- _EXCERTO FORNECIDO_
========================================

A curiosidade orientalista tem séculos de existência no que se refere à
apetência pelo exótico. Esteve forte no século XVIII quando Montesquieu a
aproveitou nas Cartas Persas para pôr o persa a dizer da França o que
ele próprio não poderia dizer sem se entalar; esteve forte no século XIX
quando o vapor e os hotéis já permitiam ao endinheirado a sua volta
pelo Cairo, Beirute, Damasco, Constantinopla e Atenas, em razoável
conforto e segurança (relativa já que Flaubert regressou sifilítico);
esteve forte nos anos "hippies" do século passado quando Katmandu era o
destino idílico de quem queria apanhar grandes mocas com algum sossego;
regressou forte neste início de milénio, juntando à demanda pelo
exotismo uma costela hermética e mística.
Roendo um pouco essa costela, encontraremos o que é habitual no
hermético e no místico. Diante de um mundo complicado, é sempre
tranquilizador o conforto das mensagens simples: basta acreditarmos numa
sabedoria antiga e indiscutível, oculta mas acessível através da
inevitável nomenclatura dos iluminados, e o sossego parece de novo
possível mesmo que seja fora da realidade. Quando descobrimos com pasmo
que a dor e a doença existem e nos esperam lá mais à frente, e que a
ciência que julgávamos divina afinal tem as suas limitações,
reconforta-nos a voz da sereia que nos garante existir uma medicina não
apenas diferente mas superior, porque baseada em conhecimentos
anteriores e irrefutáveis, que a moderna medicina critica apenas por
despeito diante deste rival sereno e imbatível na sua "espiritualidade",
palavra que dá para tudo menos para aquilo que realmente significa.

========================================

- _TAREFAS DO EXERCÍCIO_
1 – No excerto sobre a curiosidade orientalista, em que obra Montesquieu pôs um persa a falar da França?
2 – Prossegue o excerto sobre a curiosidade orientalista a partir da sua última frase.
A listagem é material à parte, sem ligação ao excerto.

- _Dados de expressões referenciais com base em fotografias_
========================================

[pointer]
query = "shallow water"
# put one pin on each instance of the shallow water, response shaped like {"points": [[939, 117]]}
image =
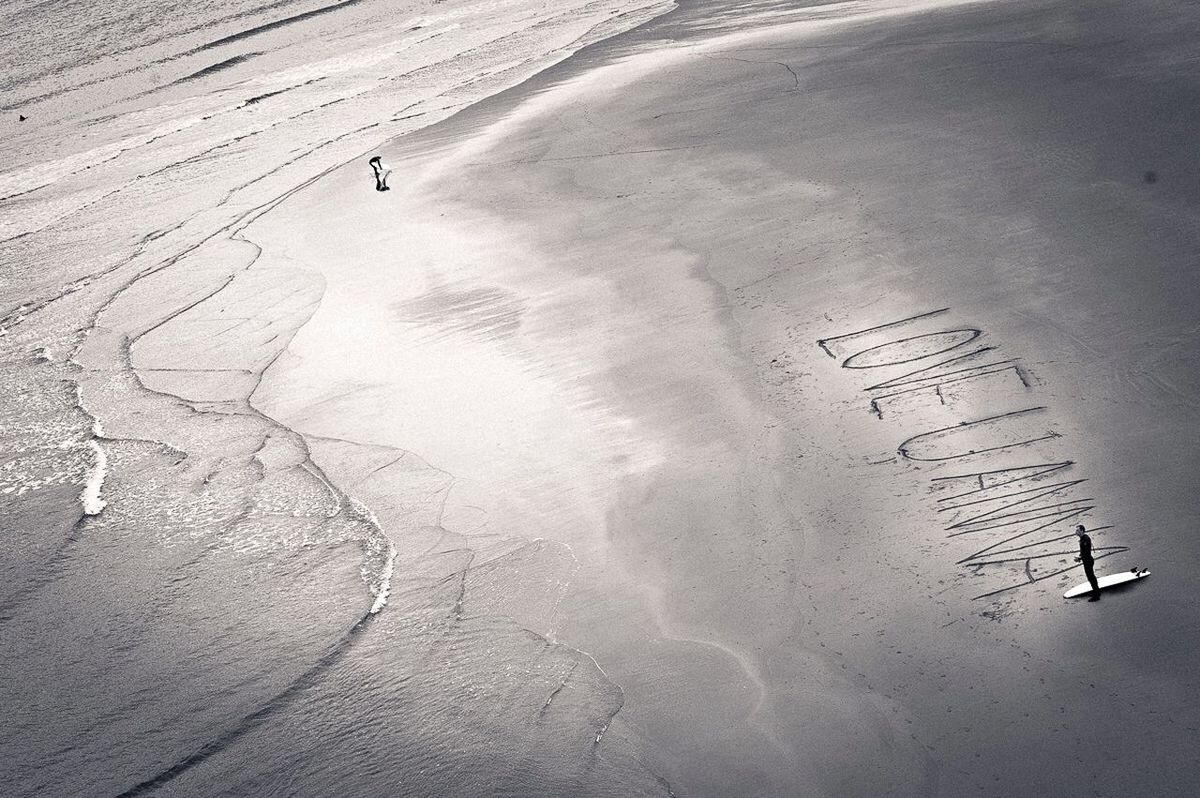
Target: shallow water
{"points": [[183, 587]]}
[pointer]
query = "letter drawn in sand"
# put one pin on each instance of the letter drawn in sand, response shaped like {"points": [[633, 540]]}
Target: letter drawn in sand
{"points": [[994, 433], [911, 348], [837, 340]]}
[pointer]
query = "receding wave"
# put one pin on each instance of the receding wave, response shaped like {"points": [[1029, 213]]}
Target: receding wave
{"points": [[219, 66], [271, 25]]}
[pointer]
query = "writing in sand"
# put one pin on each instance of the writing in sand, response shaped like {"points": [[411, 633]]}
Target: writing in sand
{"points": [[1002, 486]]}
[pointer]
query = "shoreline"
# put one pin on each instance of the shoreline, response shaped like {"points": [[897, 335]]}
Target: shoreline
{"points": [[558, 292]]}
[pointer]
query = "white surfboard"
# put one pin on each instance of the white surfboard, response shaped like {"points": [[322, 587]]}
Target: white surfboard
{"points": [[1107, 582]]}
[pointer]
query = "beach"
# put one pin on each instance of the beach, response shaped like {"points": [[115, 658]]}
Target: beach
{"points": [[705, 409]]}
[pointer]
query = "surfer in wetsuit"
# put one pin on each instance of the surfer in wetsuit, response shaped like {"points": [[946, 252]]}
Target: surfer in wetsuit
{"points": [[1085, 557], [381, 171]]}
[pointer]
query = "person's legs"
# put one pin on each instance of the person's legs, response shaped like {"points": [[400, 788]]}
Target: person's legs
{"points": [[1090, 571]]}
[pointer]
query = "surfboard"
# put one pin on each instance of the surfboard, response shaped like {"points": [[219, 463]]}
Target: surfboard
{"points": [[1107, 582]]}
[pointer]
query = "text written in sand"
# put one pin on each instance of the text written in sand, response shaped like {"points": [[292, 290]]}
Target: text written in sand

========================================

- _RESPOSTAS NUMERADAS_
1 – Nas Cartas Persas.

2 –
Isto apesar dos números falarem por si no que toca às boas coisas que a
medicina moderna nos trouxe, seja em menos crianças que morreram, seja
em mais e melhores anos que os velhos viveram, nas doenças que
desapareceram e por aí fora. Mas isto já é realidade e diante da vida
real, que tem tanto de porreira como de tramada, o místico e o hermético
fogem a sete pés. Para contrapor aos factos, há sempre uma inalcançável
prima da tia da sobrinha do senhor da outra rua que tomou uma qualquer mezinha e ficou sem metástases.
Juntando a esta salada o exotismo oriental, é só misturar com vigor e
temos o produto final em que a sapiência mística e hermética ganha
contornos territoriais e étnicos, em que a cor de pele e a pertença a um
sítio trazem só por si felicidade e autoridade. Eu na minha ignorância
chamaria a isto um discreto racismo mas dizem-me que não, que é -
adivinhem - "espiritualidade". E assim os habitantes do Butão são os
mais felizes do mundo, apesar da posição 136 no índice de
desenvolvimento da ONU, e todo o saber ocidental já tinha sido
descoberto na Índia no quinto milénio antes de Cristo. Consequências de
uma diferença e de uma superioridade inatas e indiscutíveis, já que
resultam - adivinhem outra vez - de uma maior "espiritualidade".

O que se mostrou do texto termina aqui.